**STATED EXERCISE**
Copy the records, replacing every "image" with "photo" and leaving everything else unchanged. Omit the pictures from your copy.
::::::::::
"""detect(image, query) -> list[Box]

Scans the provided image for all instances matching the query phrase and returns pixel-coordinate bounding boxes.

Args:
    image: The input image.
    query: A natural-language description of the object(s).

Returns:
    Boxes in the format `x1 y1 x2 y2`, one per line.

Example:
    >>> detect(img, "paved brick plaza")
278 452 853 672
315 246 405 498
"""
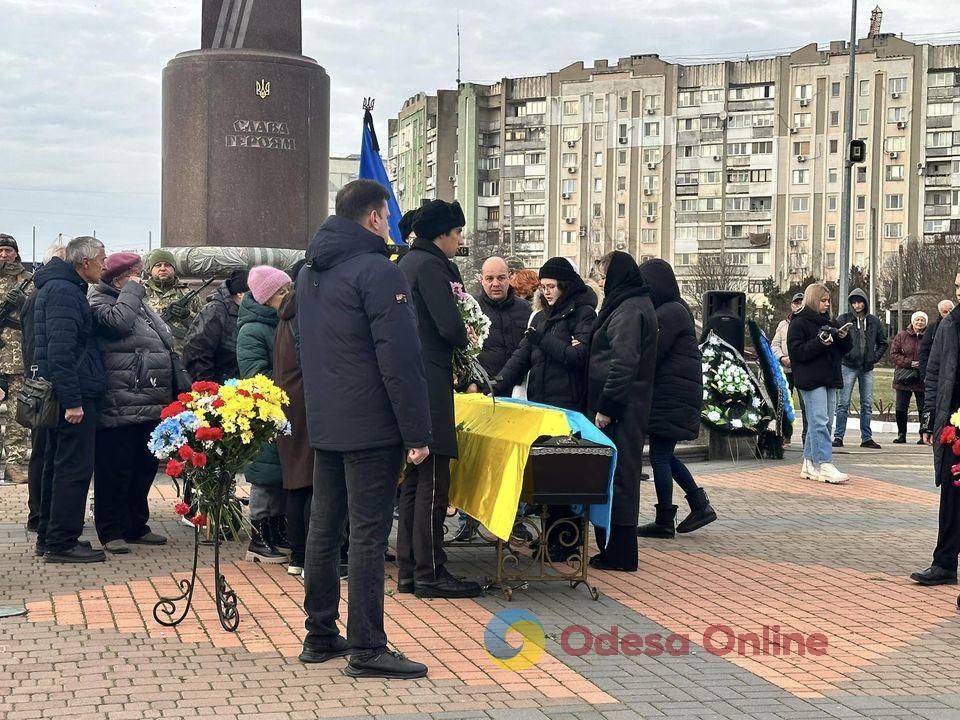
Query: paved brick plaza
::::::::::
**ANSWER TO THIS EXERCISE**
"""detect(photo, query) -> list[Box]

Scans the provided photo for all instances matching the query phrase and returns pixel-coordinate bounding boxes.

Args:
    photo: The input photo.
    query: A natural-language description of the object(s).

Returns:
    Boxes in the format `x1 y1 x2 y2`, one per line.

Example:
    >>> detect(img, "paved brick plaza")
278 452 853 672
315 246 405 498
"""
Query: paved brick plaza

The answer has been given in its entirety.